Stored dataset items
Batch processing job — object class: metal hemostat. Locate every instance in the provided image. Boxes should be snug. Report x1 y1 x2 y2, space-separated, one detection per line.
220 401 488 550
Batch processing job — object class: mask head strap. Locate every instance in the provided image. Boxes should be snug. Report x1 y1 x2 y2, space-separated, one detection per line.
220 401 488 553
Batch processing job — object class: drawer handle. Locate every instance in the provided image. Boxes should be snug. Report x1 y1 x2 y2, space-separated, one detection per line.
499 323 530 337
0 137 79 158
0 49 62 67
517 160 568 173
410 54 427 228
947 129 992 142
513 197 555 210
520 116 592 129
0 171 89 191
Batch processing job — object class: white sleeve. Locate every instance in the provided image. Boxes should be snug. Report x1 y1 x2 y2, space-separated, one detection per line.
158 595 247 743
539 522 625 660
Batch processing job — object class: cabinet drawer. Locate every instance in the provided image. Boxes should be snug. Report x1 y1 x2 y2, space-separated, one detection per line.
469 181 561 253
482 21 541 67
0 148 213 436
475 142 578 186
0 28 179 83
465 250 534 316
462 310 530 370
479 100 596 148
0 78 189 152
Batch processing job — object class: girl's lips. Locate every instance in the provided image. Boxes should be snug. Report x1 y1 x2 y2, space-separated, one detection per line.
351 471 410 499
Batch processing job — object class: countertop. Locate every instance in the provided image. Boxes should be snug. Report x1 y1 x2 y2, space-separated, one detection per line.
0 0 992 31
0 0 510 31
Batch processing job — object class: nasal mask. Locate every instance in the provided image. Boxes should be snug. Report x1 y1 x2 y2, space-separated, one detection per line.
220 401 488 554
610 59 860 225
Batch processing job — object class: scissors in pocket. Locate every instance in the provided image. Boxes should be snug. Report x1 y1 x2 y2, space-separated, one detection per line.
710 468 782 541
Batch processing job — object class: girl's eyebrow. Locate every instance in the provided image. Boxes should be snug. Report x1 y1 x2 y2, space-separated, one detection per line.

● Written task: Please rewrite the lines above, starting with the first line and going on through the line with "220 401 488 550", and add 15 to every coordinate in the answers while keeping every other line as it is.

● Solution below:
Batch processing job — object class: metal hemostat. Locate every instance in the provided image. Boxes should be snug. Report x1 y1 x2 y2, space-separated, one detection per line.
235 416 503 565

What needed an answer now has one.